# What you should do
Could you output every entry below verbatim, line for line, without changing anything?

# Stored data
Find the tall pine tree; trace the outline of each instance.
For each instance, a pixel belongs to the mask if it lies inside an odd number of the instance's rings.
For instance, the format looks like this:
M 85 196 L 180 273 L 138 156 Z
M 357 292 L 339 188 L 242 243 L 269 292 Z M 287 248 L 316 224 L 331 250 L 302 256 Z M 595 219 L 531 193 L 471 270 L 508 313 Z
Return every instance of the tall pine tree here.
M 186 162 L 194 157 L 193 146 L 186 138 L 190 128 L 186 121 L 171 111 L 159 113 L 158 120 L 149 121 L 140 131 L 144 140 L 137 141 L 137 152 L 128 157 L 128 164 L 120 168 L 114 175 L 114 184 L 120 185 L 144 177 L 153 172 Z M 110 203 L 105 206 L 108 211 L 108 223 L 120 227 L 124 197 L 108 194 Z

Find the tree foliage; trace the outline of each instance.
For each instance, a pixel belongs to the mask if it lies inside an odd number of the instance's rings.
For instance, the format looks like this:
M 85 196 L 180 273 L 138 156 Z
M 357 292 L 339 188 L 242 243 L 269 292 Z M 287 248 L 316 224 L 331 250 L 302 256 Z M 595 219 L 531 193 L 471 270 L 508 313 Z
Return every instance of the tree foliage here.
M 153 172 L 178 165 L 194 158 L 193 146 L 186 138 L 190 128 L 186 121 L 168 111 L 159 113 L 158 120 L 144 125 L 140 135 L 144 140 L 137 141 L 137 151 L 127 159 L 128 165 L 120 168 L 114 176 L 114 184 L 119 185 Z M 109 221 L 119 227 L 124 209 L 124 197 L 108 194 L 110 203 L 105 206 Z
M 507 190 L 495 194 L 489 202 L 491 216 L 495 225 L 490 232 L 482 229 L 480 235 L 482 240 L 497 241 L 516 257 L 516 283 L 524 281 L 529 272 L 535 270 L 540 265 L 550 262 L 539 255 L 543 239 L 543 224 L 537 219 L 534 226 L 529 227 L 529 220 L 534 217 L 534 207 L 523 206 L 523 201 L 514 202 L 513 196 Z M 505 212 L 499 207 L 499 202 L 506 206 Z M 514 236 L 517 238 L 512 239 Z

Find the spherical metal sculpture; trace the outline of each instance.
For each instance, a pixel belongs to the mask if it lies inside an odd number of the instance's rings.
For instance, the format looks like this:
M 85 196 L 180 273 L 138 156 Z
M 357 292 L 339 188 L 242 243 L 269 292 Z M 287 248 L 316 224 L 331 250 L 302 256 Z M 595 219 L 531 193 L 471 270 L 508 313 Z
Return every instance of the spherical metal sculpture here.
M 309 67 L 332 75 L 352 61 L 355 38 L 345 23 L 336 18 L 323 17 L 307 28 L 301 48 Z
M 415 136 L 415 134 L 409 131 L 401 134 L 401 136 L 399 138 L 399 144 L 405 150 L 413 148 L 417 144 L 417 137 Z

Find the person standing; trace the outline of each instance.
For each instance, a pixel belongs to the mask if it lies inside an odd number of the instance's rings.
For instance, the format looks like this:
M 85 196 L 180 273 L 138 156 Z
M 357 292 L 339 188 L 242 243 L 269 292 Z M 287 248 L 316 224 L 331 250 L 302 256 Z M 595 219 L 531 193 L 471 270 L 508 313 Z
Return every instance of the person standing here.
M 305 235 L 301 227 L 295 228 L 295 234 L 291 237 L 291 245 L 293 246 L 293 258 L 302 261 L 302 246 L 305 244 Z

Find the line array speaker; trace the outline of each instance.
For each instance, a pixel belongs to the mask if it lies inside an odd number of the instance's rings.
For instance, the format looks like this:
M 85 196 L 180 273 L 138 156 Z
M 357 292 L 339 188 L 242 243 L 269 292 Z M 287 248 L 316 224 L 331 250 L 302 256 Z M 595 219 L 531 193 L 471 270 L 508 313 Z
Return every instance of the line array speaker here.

# Correct answer
Find the tall pine tree; trace the outline of each instance.
For each instance, a pixel belongs to the mask if it lies inside an odd number of the instance's rings.
For instance, the format looks like this:
M 85 196 L 180 273 L 138 156 Z
M 357 292 L 339 188 L 242 243 L 269 292 Z M 287 248 L 316 224 L 331 250 L 302 256 Z M 595 219 L 531 193 L 471 270 L 508 313 Z
Return every instance of the tall pine tree here.
M 186 162 L 194 157 L 193 146 L 186 138 L 190 128 L 186 121 L 171 111 L 159 113 L 158 120 L 149 121 L 140 131 L 144 140 L 137 141 L 137 152 L 128 157 L 128 164 L 120 168 L 114 175 L 114 184 L 120 185 L 144 177 L 153 172 Z M 110 203 L 105 206 L 108 211 L 108 223 L 120 227 L 124 197 L 108 194 Z

Find the tree foliage; trace the outline of each instance.
For each instance, a pixel belongs to the mask if it lies inside an odd number of the instance's rings.
For instance, the format looks like this:
M 85 196 L 180 273 L 138 156 Z
M 357 292 L 339 188 L 242 243 L 269 292 Z M 287 248 L 316 224 L 331 250 L 302 256 Z M 595 219 L 531 193 L 471 270 L 508 313 Z
Return every instance of the tree foliage here.
M 153 172 L 178 165 L 194 158 L 193 146 L 186 138 L 190 128 L 186 121 L 168 111 L 159 113 L 158 120 L 144 125 L 140 135 L 144 140 L 137 141 L 137 151 L 127 159 L 128 165 L 120 168 L 114 176 L 114 184 L 119 185 Z M 109 221 L 119 227 L 124 209 L 124 197 L 108 194 L 110 203 L 105 206 Z
M 507 190 L 495 194 L 489 202 L 491 216 L 495 225 L 490 232 L 482 229 L 480 235 L 482 240 L 497 241 L 516 257 L 516 283 L 524 281 L 529 272 L 535 270 L 540 265 L 550 262 L 539 255 L 543 239 L 543 224 L 537 219 L 534 226 L 529 227 L 529 220 L 534 217 L 534 207 L 523 206 L 523 201 L 514 202 L 513 196 Z M 505 212 L 499 207 L 499 202 L 506 206 Z M 514 236 L 517 238 L 512 239 Z

Find the spherical metal sculpture; trace the outline of each instance.
For each instance, a pixel belongs to the mask if it lies inside an odd number of the instance's rings.
For instance, the format looks like this:
M 85 196 L 180 273 L 138 156 Z
M 357 292 L 339 188 L 242 243 L 269 292 Z M 287 248 L 316 224 L 331 250 L 302 256 Z M 595 219 L 531 193 L 471 270 L 508 313 Z
Return every instance of the spherical metal sculpture here.
M 309 67 L 332 75 L 352 61 L 355 38 L 345 23 L 336 18 L 323 17 L 307 28 L 301 48 Z
M 415 136 L 415 134 L 409 131 L 401 134 L 401 136 L 399 138 L 399 144 L 405 150 L 413 148 L 417 144 L 417 137 Z

Find the person standing; trace the outline of each instance.
For each instance, a pixel belongs to the mask if it lies inside an odd number of the instance's rings.
For instance, the format looks like this:
M 85 196 L 180 273 L 138 156 Z
M 357 292 L 339 188 L 242 243 L 269 292 Z M 287 248 L 316 224 L 331 250 L 302 256 Z M 595 219 L 531 193 L 471 270 L 508 313 Z
Return every instance of the person standing here.
M 305 235 L 301 227 L 295 228 L 295 234 L 291 237 L 291 245 L 293 246 L 293 258 L 302 261 L 302 246 L 305 244 Z

Find the line array speaker; trace the outline of each instance.
For each instance, a pixel belongs to the mask if it lies inside an odd number of the instance's rings.
For instance, the format looks like this:
M 85 196 L 180 273 L 138 156 Z
M 357 292 L 339 188 L 242 243 L 269 292 Z M 287 248 L 316 224 L 331 250 L 302 256 Z M 595 219 L 531 193 L 471 270 L 508 313 Z
Return every instance of the line array speaker here.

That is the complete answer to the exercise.